Segment Open

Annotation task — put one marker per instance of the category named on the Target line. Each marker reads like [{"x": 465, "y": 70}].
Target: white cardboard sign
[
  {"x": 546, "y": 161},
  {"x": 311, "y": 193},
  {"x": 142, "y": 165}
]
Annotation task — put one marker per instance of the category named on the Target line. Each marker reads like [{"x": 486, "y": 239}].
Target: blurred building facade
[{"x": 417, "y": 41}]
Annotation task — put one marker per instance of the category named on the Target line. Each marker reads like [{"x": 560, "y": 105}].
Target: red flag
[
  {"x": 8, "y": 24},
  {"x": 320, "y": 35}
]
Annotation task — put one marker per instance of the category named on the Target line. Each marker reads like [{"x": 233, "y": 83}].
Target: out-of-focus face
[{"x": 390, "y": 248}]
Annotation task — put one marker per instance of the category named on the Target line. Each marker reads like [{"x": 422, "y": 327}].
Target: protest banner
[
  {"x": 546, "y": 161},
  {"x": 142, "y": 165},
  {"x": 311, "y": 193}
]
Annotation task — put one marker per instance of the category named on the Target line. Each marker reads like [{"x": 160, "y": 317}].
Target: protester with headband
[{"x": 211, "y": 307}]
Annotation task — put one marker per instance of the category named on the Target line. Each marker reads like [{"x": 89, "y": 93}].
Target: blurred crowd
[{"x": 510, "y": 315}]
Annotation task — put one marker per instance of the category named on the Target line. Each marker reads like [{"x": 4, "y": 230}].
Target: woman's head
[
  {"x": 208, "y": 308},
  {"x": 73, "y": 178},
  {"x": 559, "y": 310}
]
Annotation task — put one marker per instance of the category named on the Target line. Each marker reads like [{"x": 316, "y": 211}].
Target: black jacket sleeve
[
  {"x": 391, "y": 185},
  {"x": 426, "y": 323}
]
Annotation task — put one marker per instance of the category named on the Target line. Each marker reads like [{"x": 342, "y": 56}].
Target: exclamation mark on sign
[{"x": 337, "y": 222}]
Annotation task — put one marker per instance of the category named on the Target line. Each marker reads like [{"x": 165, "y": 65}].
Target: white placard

Segment Closed

> [Description of the task]
Extract each entry in full and write it down exactly.

> [Written answer]
Annotation task — put one marker per instance of the category named on the Target line. Each marker reads like [{"x": 465, "y": 70}].
Target: white cardboard sign
[
  {"x": 546, "y": 161},
  {"x": 311, "y": 193},
  {"x": 142, "y": 165}
]
Annotation task — put one marker per instance of the category named on the Target line. Each marker reads like [{"x": 486, "y": 239}].
Target: blurred building facade
[{"x": 417, "y": 41}]
Annotation task — put one marker per instance of the category named on the Target line. Each marker reads like [{"x": 560, "y": 105}].
Target: red flag
[
  {"x": 8, "y": 24},
  {"x": 320, "y": 35}
]
Annotation task — put one marker per instance of the category named on the Target line. Each marker reads like [{"x": 233, "y": 83}].
Target: out-of-focus face
[{"x": 390, "y": 248}]
Annotation task — put one marker per instance of the category named on the Target line. Each marker reads like [{"x": 422, "y": 327}].
Target: protest banner
[
  {"x": 546, "y": 161},
  {"x": 142, "y": 165},
  {"x": 311, "y": 193}
]
Annotation task — put one marker per instance of the category named on the Target line. Each marker reads like [{"x": 160, "y": 317}].
Target: protester with headband
[{"x": 211, "y": 307}]
Annotation task — put one marker per instance of the category named on the Target line. Each marker reads like [{"x": 89, "y": 93}].
Target: blurred crowd
[{"x": 510, "y": 315}]
Annotation task — put one marker per instance of the category named on the Target line. Each marker reads like [{"x": 4, "y": 230}].
Target: woman's head
[
  {"x": 208, "y": 308},
  {"x": 73, "y": 178},
  {"x": 559, "y": 310}
]
Annotation task — put one marker per instance of the category named on the Target line. Each marker reads like [{"x": 316, "y": 211}].
Target: black jacket sleeve
[
  {"x": 391, "y": 185},
  {"x": 426, "y": 323}
]
Annotation task — put one marker per instance of the category named on the Target line. Each marker reads like [{"x": 342, "y": 56}].
Target: exclamation mark on sign
[{"x": 337, "y": 222}]
Annotation task — put one marker per instance of the category named on the Target line. Each marker reads like [{"x": 165, "y": 65}].
Target: white placard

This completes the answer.